◆ The input:
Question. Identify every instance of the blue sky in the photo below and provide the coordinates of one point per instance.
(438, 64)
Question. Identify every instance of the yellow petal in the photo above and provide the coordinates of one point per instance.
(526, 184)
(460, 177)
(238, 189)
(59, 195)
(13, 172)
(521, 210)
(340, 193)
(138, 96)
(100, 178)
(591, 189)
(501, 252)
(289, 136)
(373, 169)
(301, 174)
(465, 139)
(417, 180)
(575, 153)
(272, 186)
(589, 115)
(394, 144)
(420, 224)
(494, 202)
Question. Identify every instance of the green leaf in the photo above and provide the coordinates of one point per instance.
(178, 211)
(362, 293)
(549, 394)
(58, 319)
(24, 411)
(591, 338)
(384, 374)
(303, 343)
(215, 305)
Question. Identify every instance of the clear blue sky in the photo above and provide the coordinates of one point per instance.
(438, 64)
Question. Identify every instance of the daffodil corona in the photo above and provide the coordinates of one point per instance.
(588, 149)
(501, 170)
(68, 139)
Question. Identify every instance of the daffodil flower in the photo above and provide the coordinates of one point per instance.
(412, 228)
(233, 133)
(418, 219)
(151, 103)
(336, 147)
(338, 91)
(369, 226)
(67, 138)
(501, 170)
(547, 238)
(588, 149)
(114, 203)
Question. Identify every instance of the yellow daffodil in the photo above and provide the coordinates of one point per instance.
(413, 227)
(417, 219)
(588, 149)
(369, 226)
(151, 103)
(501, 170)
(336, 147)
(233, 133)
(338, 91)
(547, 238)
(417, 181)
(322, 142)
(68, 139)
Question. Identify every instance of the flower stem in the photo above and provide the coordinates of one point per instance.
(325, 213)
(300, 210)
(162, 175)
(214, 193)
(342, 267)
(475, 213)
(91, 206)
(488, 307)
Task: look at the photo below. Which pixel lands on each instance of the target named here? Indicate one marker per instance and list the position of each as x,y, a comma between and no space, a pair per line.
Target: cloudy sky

◆ Description of the task:
An exact written copy of every entry is the required answer.

◆ Answer area:
Question. Identify every instance of the blue sky in the photo below and provide the coordinates of one point per instance.
(438, 64)
Question. Identify every instance of the yellow petal in the photo above and provide the coordinates of one point per instance.
(526, 184)
(460, 177)
(238, 189)
(59, 195)
(13, 172)
(521, 210)
(340, 193)
(138, 96)
(100, 178)
(591, 189)
(501, 252)
(289, 136)
(373, 169)
(301, 174)
(465, 139)
(417, 180)
(575, 153)
(272, 186)
(589, 115)
(394, 144)
(420, 224)
(494, 202)
Question. Identify every instance of the green leaf in the photo above and provide the coordinates of one point per instance.
(178, 211)
(362, 293)
(549, 394)
(58, 319)
(24, 411)
(591, 338)
(384, 374)
(303, 343)
(215, 305)
Question. Identify every instance of the clear blue sky in the photo above and provide the coordinates of one point per instance.
(438, 64)
Question. Identify every instance of the daffodil corona in the photo above and provide the coordinates of one point per instance.
(588, 149)
(501, 170)
(68, 139)
Question. Identify every instance of the daffodil flower in the photo above and provide the coordinates of one point per instance.
(412, 228)
(233, 133)
(418, 219)
(151, 103)
(336, 147)
(338, 91)
(369, 226)
(67, 138)
(501, 170)
(547, 238)
(588, 149)
(114, 203)
Question. Identify every instance of the yellow daffodil in the photo above and provide the coordinates of one point per instance.
(413, 227)
(417, 219)
(588, 149)
(369, 226)
(151, 103)
(501, 170)
(336, 147)
(233, 133)
(338, 91)
(547, 238)
(417, 181)
(322, 142)
(68, 139)
Question. Identify every instance of the flower stem in the photo above and provide the coordinates of one point per instance.
(325, 213)
(300, 210)
(162, 175)
(214, 193)
(342, 267)
(475, 213)
(91, 206)
(488, 307)
Task: look at the photo below. Which pixel lands on each instance of the target named here? Indicate one marker per instance and list the position of each as x,y, a comma between and no space, a pair per line.
Target: cloudy sky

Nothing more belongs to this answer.